*What you will do*. All lines of the data shown below should be output exactly as they stand.

Records from a dataset:
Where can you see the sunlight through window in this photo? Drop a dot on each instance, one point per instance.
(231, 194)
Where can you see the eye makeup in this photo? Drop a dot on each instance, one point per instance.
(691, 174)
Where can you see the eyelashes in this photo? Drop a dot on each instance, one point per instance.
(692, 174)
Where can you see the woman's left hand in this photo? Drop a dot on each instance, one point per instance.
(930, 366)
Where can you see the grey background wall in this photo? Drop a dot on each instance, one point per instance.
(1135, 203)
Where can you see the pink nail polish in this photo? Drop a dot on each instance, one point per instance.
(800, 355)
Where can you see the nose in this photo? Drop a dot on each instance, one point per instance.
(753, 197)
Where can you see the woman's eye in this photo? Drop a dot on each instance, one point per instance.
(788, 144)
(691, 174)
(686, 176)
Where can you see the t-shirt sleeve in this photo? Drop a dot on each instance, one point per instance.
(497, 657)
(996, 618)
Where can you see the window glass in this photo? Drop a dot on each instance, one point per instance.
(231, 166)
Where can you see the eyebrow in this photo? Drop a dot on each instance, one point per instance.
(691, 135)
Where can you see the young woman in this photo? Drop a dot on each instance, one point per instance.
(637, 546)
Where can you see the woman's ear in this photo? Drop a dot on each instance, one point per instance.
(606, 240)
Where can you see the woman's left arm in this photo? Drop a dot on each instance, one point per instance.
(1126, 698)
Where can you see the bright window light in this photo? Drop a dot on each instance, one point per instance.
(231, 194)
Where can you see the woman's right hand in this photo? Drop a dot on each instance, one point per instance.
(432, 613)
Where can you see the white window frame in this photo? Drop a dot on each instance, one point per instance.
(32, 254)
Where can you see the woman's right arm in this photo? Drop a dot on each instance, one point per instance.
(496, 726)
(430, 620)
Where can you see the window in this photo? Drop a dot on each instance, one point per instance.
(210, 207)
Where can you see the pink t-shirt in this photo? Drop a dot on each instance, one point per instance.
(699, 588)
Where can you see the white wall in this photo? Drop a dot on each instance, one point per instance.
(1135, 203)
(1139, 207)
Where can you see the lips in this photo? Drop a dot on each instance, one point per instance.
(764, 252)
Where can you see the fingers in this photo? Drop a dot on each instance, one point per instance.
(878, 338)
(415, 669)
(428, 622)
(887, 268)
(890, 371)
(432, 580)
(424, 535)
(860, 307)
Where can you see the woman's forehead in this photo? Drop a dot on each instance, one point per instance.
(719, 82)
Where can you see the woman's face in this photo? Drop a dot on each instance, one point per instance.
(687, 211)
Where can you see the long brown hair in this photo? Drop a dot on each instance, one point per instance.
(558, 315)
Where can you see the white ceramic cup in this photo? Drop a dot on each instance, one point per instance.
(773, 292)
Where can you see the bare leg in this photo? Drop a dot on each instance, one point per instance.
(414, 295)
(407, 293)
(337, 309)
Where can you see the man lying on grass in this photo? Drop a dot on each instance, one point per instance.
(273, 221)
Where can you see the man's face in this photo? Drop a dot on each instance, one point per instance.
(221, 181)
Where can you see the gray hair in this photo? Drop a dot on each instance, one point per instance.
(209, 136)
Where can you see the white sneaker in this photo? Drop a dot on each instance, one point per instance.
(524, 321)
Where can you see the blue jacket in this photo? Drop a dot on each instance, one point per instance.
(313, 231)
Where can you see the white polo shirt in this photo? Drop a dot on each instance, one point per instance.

*Task solution*.
Where can you see the sunlight through window in this photo? Drop a dot on each instance, one point per instance.
(231, 194)
Where can you see the eye makeup in this photo? Drop a dot on each instance, one point per instance.
(691, 174)
Where can you see the eyelashes in this photo? Drop a dot on each instance, one point per instance.
(692, 174)
Where can you see the woman's left hand in this photo? Drop a dot on each instance, one point per instance.
(930, 366)
Where can you see the grey background wall in this photo? Drop a dot on each instance, one point per instance.
(1135, 203)
Where can you see the pink nail polish in this photo? Drop a dot on each instance, one point per instance.
(800, 355)
Where can you see the nose in this photo? Drop a dot on each instance, one point per instance.
(753, 197)
Where can you see the woman's eye in this photo? Drop a dot on each instance, one point per instance.
(788, 144)
(691, 174)
(686, 176)
Where can you see the t-shirt sleeve in this photo? Drop a dot on each instance, one point per instance.
(497, 657)
(996, 618)
Where can you see the window glass in this photo? Drop a dot on each instance, one point per instance.
(231, 166)
Where can you see the eyebrow in this photo? Drop a dot on each instance, one point per instance.
(691, 135)
Where can you see the young woman in this photo? Drop a dot on each instance, one point per instance.
(637, 546)
Where can you see the woman's ear in this photo? Drop a dot on each instance, one point per instance.
(606, 240)
Where can you see the woman's left arm in this photo? Drop a dot on each instance, one point per instance.
(1126, 698)
Where can you see the bright window light in this photo? Drop a dot on each instance, one point per instance.
(231, 194)
Where can you see the woman's right hand in this photo? Drop a dot on each instance, one point per instance.
(432, 613)
Where can you see the white window frame in this photo? Drop a dot on each instance, one point per instance.
(32, 254)
Where can you see the woman's right arm in this photo? Drop a dot on each instance, one point per instance.
(496, 726)
(430, 620)
Where can you see the window in this photo? Drop a dot on each instance, one point per instance.
(210, 207)
Where can you see the pink t-shirt in this photo? Drop a dot on each instance, one point per instance.
(699, 588)
Where can you see the white wall in this photo? Drop a dot on each instance, one point per instance.
(1135, 203)
(1139, 207)
Where can you see the lips in this photo? Drop a dot on each instance, one point per instance.
(764, 252)
Where can you see the fingers in this photo? Drop a dot on each instance, one point per instance.
(878, 338)
(415, 669)
(428, 622)
(887, 268)
(890, 371)
(432, 580)
(424, 535)
(860, 307)
Where can you see the woman's forehead in this photo? Drop a dot on each instance, one point per instance.
(719, 82)
Where can you see the woman's face in this photo? Drop a dot on each instance, one point per instance.
(687, 211)
Where can you see the long brown hair in this photo? Drop a dot on each instance, one point per instance.
(558, 315)
Where can you see the white ceramic cup in this photo? Drop a dot on each instance, one point per instance.
(773, 292)
Where can you see the bare leg in this photo? Drop a dot on each instance, one point per instance.
(414, 295)
(407, 293)
(337, 309)
Where can you see the man lying on grass in this photo? Drop a dot on each instance, one point per instance.
(273, 221)
Where can you see the man's face in this photo? Drop a dot on each instance, one point per instance.
(221, 181)
Where can you see the gray hair in this photo? Drop a dot on each instance, one point per instance.
(209, 136)
Where can you see the white sneaker in this photo? Drop a dot on each instance, one point per instance.
(524, 321)
Where can you see the blue jacket in this photo? Drop a dot on each instance, one point per instance.
(313, 231)
Where can you see the white polo shirt in this photo? Drop a dot on each instance, one point per instance.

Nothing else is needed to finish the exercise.